Material for this task:
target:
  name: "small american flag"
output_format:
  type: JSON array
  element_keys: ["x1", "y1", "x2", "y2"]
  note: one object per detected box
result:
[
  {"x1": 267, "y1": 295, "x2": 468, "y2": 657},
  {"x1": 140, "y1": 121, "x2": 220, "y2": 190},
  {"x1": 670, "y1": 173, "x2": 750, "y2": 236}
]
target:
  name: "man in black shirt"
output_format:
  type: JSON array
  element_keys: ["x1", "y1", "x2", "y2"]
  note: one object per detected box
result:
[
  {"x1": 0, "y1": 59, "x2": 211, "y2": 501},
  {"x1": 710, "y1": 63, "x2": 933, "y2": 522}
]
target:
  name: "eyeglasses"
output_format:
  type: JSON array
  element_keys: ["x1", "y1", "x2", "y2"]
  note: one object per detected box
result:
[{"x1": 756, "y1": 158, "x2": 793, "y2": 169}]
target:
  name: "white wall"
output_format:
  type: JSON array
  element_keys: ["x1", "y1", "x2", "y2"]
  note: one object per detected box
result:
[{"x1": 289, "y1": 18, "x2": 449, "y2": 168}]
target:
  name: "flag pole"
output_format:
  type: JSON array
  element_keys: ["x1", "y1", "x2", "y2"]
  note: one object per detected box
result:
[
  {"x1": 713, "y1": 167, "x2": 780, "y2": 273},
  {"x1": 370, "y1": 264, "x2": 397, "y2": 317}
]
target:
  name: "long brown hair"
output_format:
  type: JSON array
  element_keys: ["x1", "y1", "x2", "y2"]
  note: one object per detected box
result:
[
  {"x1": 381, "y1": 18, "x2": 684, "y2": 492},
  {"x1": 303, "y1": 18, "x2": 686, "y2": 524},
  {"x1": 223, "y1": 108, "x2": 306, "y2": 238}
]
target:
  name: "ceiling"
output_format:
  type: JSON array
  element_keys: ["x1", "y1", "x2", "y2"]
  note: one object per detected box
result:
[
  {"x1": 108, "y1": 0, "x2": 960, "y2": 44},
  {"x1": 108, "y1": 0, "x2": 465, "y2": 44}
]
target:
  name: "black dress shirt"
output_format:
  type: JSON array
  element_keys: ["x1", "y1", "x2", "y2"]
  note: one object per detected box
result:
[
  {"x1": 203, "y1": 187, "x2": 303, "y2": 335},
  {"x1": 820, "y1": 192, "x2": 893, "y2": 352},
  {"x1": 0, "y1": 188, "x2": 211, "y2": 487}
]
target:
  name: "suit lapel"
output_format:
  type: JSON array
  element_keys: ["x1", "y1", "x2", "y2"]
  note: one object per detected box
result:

To be done:
Transcribe all lines as written.

Response to this task:
target:
  name: "small american flag"
output_format:
  type: JSON array
  element_keys: ["x1", "y1", "x2", "y2"]
  note: one object per detected box
result:
[
  {"x1": 267, "y1": 295, "x2": 468, "y2": 657},
  {"x1": 140, "y1": 121, "x2": 220, "y2": 190},
  {"x1": 670, "y1": 173, "x2": 750, "y2": 236}
]
target:
  name: "man in black shirt"
output_format:
  type: JSON array
  element_keys: ["x1", "y1", "x2", "y2"]
  note: one object per detected box
result:
[
  {"x1": 0, "y1": 59, "x2": 211, "y2": 501},
  {"x1": 710, "y1": 63, "x2": 933, "y2": 522}
]
target:
  name: "eyeglasses"
output_format:
  type: JSON array
  element_keys: ["x1", "y1", "x2", "y2"]
  note: one object per detected box
result:
[{"x1": 756, "y1": 158, "x2": 793, "y2": 169}]
target:
  name: "white wall"
output_format:
  type: JSON array
  element_keys: ["x1", "y1", "x2", "y2"]
  note: one object per detected box
result:
[{"x1": 289, "y1": 18, "x2": 449, "y2": 168}]
target:
  name: "flag pole"
output_format:
  type: JSON array
  element_keys: ["x1", "y1", "x2", "y2"]
  note: one object per detected box
result:
[
  {"x1": 713, "y1": 167, "x2": 780, "y2": 273},
  {"x1": 370, "y1": 264, "x2": 397, "y2": 317}
]
target:
  name: "long brown hair"
output_format:
  type: JSON array
  element_keys: ["x1", "y1", "x2", "y2"]
  note: one object per detected box
result:
[
  {"x1": 381, "y1": 18, "x2": 684, "y2": 492},
  {"x1": 303, "y1": 18, "x2": 686, "y2": 524},
  {"x1": 223, "y1": 108, "x2": 306, "y2": 238}
]
target:
  name: "ceiling"
output_format:
  type: JSON array
  element_keys: ["x1", "y1", "x2", "y2"]
  note: one object per detected box
result:
[
  {"x1": 108, "y1": 0, "x2": 960, "y2": 44},
  {"x1": 108, "y1": 0, "x2": 465, "y2": 44}
]
target:
  name: "black dress shirt"
output_format:
  type: JSON array
  element_keys: ["x1", "y1", "x2", "y2"]
  note: one object per detected box
result:
[
  {"x1": 203, "y1": 187, "x2": 303, "y2": 335},
  {"x1": 820, "y1": 192, "x2": 893, "y2": 352},
  {"x1": 0, "y1": 188, "x2": 211, "y2": 487}
]
target:
  name: "suit lapel"
output_format:
  type: JSON array
  element_keys: ["x1", "y1", "x2", "y2"]
  note: one object per detected box
result:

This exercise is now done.